--- START ---

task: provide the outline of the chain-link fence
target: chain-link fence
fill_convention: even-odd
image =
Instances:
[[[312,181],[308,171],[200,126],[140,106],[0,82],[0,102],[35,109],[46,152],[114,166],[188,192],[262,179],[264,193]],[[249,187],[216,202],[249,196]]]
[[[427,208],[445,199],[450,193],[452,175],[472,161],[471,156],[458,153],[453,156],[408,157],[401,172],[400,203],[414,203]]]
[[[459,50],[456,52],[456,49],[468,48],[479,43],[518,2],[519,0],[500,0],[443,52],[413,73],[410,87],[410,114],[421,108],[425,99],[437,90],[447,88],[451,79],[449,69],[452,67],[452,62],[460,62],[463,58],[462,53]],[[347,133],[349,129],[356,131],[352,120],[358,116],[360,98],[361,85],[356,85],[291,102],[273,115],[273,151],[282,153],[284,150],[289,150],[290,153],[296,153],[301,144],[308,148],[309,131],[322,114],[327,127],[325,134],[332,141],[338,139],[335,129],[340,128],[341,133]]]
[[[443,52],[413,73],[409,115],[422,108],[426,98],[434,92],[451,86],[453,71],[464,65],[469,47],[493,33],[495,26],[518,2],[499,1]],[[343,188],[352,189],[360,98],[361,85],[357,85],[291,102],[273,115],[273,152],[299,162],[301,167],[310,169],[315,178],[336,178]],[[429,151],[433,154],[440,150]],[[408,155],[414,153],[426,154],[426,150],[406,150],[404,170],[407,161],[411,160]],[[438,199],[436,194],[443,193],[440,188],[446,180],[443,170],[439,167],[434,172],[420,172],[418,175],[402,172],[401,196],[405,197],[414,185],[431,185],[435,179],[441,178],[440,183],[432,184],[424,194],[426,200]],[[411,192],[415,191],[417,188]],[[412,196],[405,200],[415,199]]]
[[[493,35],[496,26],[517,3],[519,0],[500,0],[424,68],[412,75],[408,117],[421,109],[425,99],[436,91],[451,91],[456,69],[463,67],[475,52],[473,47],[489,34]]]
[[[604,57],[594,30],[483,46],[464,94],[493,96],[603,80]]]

--- END ---

§ What the task requires:
How many of the lines above include the word "link"? State that number and nothing else.

§ Task solution:
2